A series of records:
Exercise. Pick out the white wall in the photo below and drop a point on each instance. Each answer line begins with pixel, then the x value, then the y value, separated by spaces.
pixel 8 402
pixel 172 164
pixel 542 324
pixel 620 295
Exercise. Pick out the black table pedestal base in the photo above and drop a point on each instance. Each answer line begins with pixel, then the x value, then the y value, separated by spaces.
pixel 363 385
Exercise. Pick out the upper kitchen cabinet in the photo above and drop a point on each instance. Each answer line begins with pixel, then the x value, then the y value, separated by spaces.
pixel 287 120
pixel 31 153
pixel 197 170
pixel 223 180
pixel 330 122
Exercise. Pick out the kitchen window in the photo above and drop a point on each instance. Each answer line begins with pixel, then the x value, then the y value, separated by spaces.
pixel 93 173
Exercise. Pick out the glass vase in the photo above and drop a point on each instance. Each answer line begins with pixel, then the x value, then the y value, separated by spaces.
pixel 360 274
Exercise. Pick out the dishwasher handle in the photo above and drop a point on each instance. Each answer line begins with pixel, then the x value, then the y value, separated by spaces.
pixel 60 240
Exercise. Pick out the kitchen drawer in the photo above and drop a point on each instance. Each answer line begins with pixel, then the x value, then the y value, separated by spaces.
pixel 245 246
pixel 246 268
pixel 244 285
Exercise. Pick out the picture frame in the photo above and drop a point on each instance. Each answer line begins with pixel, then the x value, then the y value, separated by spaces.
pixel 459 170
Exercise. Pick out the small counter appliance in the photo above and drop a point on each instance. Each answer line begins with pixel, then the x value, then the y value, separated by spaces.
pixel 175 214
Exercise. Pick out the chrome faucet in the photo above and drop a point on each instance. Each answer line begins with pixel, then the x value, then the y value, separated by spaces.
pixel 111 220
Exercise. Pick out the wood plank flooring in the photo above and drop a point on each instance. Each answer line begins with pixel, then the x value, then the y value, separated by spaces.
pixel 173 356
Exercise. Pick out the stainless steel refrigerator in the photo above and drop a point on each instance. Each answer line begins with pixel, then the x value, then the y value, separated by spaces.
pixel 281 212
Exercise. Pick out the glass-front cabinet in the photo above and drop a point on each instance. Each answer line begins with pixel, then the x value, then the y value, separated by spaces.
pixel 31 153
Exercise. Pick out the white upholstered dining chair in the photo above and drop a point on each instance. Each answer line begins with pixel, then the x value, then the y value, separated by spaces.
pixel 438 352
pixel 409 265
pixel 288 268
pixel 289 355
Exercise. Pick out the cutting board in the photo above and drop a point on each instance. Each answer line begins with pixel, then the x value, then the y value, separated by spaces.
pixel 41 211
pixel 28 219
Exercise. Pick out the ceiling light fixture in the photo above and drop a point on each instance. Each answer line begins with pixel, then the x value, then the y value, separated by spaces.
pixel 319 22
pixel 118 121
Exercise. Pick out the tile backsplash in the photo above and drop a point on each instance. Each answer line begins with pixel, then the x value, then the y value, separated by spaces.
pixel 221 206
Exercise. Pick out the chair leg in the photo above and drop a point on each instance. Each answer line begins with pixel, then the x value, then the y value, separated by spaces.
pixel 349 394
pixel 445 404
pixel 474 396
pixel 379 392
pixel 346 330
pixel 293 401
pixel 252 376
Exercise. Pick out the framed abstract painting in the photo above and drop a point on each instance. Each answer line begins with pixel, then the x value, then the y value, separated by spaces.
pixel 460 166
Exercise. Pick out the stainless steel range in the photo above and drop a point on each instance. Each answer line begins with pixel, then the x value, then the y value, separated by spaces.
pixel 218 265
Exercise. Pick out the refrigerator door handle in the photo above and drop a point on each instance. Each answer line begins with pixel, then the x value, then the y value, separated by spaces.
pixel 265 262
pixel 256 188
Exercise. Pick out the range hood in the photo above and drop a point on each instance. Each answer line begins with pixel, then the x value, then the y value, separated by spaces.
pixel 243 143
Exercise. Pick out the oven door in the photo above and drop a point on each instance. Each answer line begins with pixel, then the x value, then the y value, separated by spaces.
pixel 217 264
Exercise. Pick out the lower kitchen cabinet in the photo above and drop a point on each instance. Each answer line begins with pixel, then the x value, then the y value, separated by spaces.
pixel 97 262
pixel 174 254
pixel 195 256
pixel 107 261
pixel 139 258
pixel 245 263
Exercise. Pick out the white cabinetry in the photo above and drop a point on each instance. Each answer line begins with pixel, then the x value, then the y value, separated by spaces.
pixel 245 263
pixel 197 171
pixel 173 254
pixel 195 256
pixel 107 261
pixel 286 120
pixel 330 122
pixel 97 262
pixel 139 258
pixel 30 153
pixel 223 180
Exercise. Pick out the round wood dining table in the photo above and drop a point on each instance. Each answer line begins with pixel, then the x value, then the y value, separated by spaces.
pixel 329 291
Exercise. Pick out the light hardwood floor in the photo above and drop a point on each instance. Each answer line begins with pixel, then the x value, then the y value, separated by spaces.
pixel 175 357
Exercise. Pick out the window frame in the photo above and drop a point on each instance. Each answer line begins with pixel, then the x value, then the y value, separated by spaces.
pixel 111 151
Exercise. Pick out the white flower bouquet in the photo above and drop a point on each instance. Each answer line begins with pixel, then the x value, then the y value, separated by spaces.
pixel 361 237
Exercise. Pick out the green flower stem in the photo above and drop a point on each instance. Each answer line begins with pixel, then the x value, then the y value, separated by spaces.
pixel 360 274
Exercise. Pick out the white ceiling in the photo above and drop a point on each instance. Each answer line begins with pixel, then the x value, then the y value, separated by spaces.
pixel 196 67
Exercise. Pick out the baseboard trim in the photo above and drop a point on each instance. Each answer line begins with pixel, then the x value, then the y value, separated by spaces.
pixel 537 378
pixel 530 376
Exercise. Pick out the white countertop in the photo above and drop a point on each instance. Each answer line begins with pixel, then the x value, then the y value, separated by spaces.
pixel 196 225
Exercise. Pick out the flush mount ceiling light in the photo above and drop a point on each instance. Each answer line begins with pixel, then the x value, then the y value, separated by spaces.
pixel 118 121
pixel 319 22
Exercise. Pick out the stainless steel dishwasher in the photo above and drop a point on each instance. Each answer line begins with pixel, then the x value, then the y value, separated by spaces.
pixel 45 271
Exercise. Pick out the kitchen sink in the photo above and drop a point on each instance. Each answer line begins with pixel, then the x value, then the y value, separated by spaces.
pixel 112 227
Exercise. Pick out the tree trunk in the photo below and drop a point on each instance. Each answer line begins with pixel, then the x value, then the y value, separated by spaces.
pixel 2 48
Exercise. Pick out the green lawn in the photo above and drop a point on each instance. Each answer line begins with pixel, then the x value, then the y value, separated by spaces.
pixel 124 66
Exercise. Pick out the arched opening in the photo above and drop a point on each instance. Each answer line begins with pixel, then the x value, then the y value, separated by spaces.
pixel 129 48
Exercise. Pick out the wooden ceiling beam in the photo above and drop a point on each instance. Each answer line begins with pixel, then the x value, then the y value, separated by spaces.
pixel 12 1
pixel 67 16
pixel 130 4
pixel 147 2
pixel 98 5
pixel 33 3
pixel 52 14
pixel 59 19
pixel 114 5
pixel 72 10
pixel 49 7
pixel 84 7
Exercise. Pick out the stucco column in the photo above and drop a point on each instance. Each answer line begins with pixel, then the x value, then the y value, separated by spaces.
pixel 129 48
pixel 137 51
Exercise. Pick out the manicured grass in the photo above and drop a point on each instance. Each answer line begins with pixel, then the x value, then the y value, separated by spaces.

- What is required
Reproduce, word for word, everything in the data from the line containing "Exercise. Pick out the tile" down to the line containing "pixel 217 264", including both of those lines.

- Correct output
Exercise. Pick out the tile backsplash in the photo above and drop a point on each instance. Each answer line begins with pixel, then the x value, then the y value, separated by spaces.
pixel 221 206
Exercise. Pick out the chair leg in the photo above and drop a point on each instance. Each answer line begins with pixel, then the x value, then the y value, separated by spaces.
pixel 349 394
pixel 445 404
pixel 474 396
pixel 379 392
pixel 346 330
pixel 293 401
pixel 252 376
Exercise. Pick out the framed abstract painting in the photo above and drop a point on each instance. Each answer line begins with pixel, then the x value, then the y value, separated by spaces.
pixel 460 166
Exercise. Pick out the stainless steel range in the photo above and drop a point on each instance. Each answer line begins with pixel, then the x value, then the y value, separated by spaces.
pixel 218 265
Exercise. Pick out the refrigerator door handle in the photo above and drop a point on each instance. Each answer line begins with pixel, then the x value, then the y value, separated by spaces.
pixel 265 262
pixel 256 188
Exercise. Pick out the range hood in the photo above and drop a point on each instance. Each answer line begins with pixel, then the x value, then the y value, separated by spaces.
pixel 243 143
Exercise. Pick out the oven door in the photo above and drop a point on each instance. Each answer line begins with pixel, then the x value, then the y value, separated by spaces.
pixel 217 264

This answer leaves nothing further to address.